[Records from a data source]

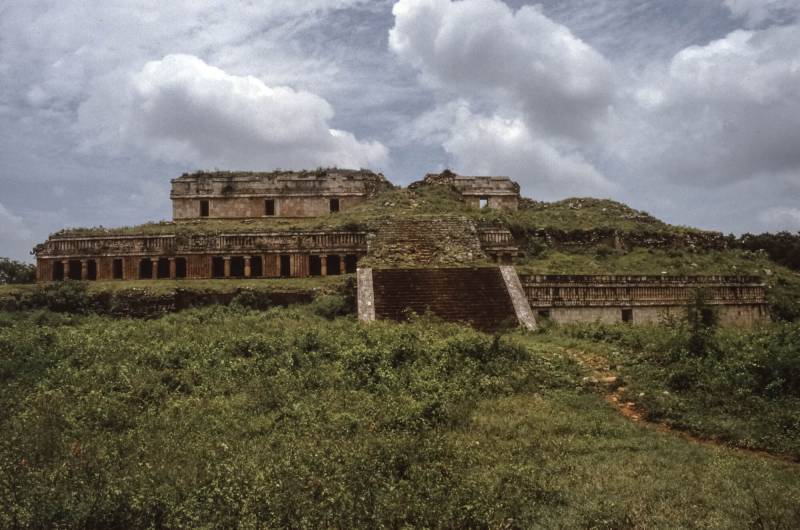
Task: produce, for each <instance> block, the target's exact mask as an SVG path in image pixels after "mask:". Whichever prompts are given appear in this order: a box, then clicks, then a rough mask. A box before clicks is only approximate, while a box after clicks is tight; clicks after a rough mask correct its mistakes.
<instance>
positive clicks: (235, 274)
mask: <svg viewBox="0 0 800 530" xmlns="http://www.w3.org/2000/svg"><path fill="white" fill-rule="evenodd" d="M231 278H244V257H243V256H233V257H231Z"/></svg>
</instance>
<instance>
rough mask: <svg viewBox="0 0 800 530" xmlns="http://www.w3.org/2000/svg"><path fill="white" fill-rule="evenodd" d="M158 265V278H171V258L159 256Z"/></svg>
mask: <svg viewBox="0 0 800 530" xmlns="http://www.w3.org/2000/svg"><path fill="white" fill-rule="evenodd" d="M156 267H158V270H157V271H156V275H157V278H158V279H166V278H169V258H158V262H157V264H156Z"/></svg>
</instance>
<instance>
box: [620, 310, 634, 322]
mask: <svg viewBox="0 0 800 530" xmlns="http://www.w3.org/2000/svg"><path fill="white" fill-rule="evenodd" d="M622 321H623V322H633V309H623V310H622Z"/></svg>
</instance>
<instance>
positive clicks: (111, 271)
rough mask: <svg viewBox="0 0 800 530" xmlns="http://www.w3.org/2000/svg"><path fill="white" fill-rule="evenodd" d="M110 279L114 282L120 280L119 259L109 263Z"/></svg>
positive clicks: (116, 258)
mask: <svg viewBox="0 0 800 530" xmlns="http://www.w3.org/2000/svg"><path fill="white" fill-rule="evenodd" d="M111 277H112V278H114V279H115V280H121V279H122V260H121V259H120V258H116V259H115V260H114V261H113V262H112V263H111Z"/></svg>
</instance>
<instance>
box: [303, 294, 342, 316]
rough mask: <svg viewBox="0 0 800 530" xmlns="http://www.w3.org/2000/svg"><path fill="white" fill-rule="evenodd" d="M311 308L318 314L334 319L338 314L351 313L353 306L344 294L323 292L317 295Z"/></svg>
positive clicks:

What the exercise asks ▸ All entries need to be duplicated exactly, apart from the images.

Output for this exercise ▸
Task: produce, for each <instance> block, the target's exact mask as an SVG path in image pixels after "mask:". Whichever prompts are given appear in this order: a box, then clicks, then a rough mask. A box before clicks is only approximate, while a box after clicks is tight; clicks after a rough mask correct its mistakes.
<instance>
positive clicks: (235, 274)
mask: <svg viewBox="0 0 800 530" xmlns="http://www.w3.org/2000/svg"><path fill="white" fill-rule="evenodd" d="M231 278H244V257H243V256H233V257H231Z"/></svg>
</instance>
<instance>
rough mask: <svg viewBox="0 0 800 530" xmlns="http://www.w3.org/2000/svg"><path fill="white" fill-rule="evenodd" d="M158 265V278H171V258L159 256Z"/></svg>
mask: <svg viewBox="0 0 800 530" xmlns="http://www.w3.org/2000/svg"><path fill="white" fill-rule="evenodd" d="M156 267H158V270H157V271H156V275H157V278H158V279H166V278H169V258H158V262H157V264H156Z"/></svg>
</instance>
<instance>
box: [620, 310, 634, 322]
mask: <svg viewBox="0 0 800 530" xmlns="http://www.w3.org/2000/svg"><path fill="white" fill-rule="evenodd" d="M622 321H623V322H633V309H623V310H622Z"/></svg>
</instance>
<instance>
positive clicks: (111, 271)
rough mask: <svg viewBox="0 0 800 530" xmlns="http://www.w3.org/2000/svg"><path fill="white" fill-rule="evenodd" d="M110 279L114 282L120 280L119 259L109 263Z"/></svg>
positive clicks: (116, 258)
mask: <svg viewBox="0 0 800 530" xmlns="http://www.w3.org/2000/svg"><path fill="white" fill-rule="evenodd" d="M111 277H112V278H114V279H115V280H121V279H122V260H121V259H120V258H116V259H115V260H114V261H113V262H112V263H111Z"/></svg>
</instance>
<instance>
box: [303, 294, 342, 316]
rough mask: <svg viewBox="0 0 800 530" xmlns="http://www.w3.org/2000/svg"><path fill="white" fill-rule="evenodd" d="M311 308L318 314L334 319L338 314L351 313L353 306L344 294L323 292L317 295Z"/></svg>
positive clicks:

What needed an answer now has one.